» Aim 1:
Tally the lines in the listing below that contain the string "wall", counting only exact matches with the same case. Reply with the number alone.

» Given passage:
Am I an artist or A Black Artist?


Last week I was watching the incredible and inspiring film Basquiat, about the painter Jean Michel Basquiat played magnificently by Jeffrey Wright. I was struck by a scene where he is getting interviewed by a sleazy reporter played by Christopher Walken. The dialogue goes like this:

Interviewer (Christopher Walken): Do you consider yourself a painter or a black painter?

Basquiat: Oh I use lots of colors not just black.

If you are Black and an artist you most likely have asked yourself, ‘am I an artist or a black artist?’ Growing up I was so frustrated by the notion of a separate category for Black people. I remember being offended in third grade when we were learning about inventors. We only got exposure to Black inventors in a book solely dedicated to ‘Black inventors’, and the general, euro-centric writing and history on ‘inventors’ focused on White inventors and their contributions. Fueled by the racism of my teachers and my peers I was determined to prove that Black people were not only just as good as Whites, but better. I was offended by the notion of giving us sub-categories; it felt otherizing and reminiscent of Jim Crow separate but equal. However, as I continued to develop I became conflicted, because I saw merits in staking out our own identities and perspectives in the world in terms of politics and culture. A type of self-othering I suppose, but in a radical sort of way that reflected our self-organization and struggles for freedom in this oppressive world. Within myself I saw the necessity to distance myself from the power structure of this country and define myself as a Black woman artist struggling against it. I did not want my art to be absorbed by bourgeois norms; I did not want it to be commodified. I wanted it to be a conscious statement against a system that seeks to otherize me for profit so I fit into its racist, sexist division of labor. My framework begin to change. I no longer needed acceptance by the racist capitalists to prove I could play their game better then them. I wanted to destroy their game. And that is when I began to understand the importance of identifying as a Black artist; an artist for the people.

That said, when I walk into Borders Books and check out their ‘Black Literature’ section I am reminded that capital will always try to steal our art and re-create it through the process of commodity production and sell images of digestible ‘Blackness’. The white Bourgeoisie has always stolen our culture, broke it down, consumed it, then vomited it back up in a product to sell and make money off of, and for the right amount they have always been able to exploit Black artists and include them in the production. Look at the plethora of shitty rappers on the radio or modern-day minstrel/mammie movies, such as Bringing Down the House or Soul Plane. This has been happening since the time of slavery with the popularity of the minstrel shows. But it became very clear during the historical period of the Harlem Renasissance, where a thriving community of Black artists were producing influential paintings, poetry, jazz, novels, dancing, ect., most of the nightclubs and galleries were owned by the White petty bourgeois and many Black artists were financially supported by White benefactors. This obviously influenced  what type of artist and art got exposure. Artist who expressed radical or controversial ideas that differed from the dominant norms were marginalized and struggled to survive. A perfect example of a controversial figure was Zora Neal Hurston, my favorite writer. In a time where male writers dominated the scene and presented a certain image of ‘Blackness’, which largely showed Black people as victims of the brutal and violent racist system, she rebelled against it. She was a fiery, Black woman, who chose to write about other fiery , Black women, and depicted the strength and humanity of Black people rather than victimized them. There’s a reason why Langston Hughes poems (less radical ones of course) will occasionally pop up in public school text books, while Zora died impoverished and unknown in an unmarked grave.

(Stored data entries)

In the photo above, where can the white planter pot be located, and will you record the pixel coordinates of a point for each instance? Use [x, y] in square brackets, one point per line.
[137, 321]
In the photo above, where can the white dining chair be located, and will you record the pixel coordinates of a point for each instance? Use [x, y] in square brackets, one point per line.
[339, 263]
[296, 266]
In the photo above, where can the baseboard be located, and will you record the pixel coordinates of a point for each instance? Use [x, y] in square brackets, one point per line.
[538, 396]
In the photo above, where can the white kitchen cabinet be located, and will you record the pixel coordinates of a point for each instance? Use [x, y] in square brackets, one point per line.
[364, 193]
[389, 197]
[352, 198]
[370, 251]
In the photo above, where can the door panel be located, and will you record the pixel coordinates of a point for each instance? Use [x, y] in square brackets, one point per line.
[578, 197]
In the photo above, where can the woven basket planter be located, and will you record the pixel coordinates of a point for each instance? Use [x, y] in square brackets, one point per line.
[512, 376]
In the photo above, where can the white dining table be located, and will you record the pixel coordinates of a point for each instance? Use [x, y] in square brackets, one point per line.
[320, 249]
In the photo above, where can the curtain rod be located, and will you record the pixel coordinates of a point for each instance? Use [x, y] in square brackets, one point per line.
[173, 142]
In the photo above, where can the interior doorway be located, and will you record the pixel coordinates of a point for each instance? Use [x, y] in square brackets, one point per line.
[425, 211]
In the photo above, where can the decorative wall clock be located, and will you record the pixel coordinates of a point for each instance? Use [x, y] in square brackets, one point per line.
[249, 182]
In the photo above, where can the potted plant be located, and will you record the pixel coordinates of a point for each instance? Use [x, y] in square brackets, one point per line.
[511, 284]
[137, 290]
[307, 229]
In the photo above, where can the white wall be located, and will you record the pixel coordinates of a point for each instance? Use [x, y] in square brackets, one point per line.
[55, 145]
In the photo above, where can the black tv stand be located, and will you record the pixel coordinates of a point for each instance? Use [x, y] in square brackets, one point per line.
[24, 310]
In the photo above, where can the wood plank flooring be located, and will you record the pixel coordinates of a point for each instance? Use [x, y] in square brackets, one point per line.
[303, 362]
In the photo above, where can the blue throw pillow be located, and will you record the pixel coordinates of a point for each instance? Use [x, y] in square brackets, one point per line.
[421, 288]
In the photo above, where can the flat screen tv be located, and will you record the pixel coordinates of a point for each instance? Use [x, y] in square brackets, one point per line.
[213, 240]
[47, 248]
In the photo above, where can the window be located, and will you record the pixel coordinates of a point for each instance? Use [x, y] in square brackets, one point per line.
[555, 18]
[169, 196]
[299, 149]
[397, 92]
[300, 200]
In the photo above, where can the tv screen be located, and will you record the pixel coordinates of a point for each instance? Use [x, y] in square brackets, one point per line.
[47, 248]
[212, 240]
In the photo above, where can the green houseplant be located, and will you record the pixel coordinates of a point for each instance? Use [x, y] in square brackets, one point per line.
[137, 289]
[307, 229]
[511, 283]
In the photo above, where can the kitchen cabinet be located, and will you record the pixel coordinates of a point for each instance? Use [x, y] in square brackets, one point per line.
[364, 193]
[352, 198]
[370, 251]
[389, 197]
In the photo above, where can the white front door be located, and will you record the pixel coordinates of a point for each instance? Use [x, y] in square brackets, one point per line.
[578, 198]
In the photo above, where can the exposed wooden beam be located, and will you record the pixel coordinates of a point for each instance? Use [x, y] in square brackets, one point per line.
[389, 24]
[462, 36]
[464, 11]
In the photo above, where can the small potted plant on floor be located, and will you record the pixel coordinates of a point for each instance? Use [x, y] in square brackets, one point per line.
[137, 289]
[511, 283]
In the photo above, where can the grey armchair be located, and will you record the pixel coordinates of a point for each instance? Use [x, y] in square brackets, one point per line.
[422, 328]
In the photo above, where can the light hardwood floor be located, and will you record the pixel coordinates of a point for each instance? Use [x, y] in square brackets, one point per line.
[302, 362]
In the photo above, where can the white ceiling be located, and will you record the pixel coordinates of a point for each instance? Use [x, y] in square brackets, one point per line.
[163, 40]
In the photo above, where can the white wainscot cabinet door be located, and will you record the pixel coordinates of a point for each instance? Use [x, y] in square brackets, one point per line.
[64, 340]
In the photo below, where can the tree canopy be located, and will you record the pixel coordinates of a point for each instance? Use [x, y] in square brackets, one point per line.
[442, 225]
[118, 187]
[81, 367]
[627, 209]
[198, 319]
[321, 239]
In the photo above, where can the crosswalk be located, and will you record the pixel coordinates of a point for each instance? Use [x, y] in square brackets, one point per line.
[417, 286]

» Aim 2:
Summarize the essay above in two sentences.

» Finished answer 1:
2

» Finished answer 2:
The writer, once frustrated by separate categories for Black people, came to embrace the identity of a Black artist as a conscious stand against a racist capitalist system that seeks to commodify her art. The writer also argues that capital has long stolen and sold Black culture, pointing to minstrel shows and the Harlem Renaissance, when White owners and benefactors shaped which artists got exposure and those with radical or controversial ideas were marginalized.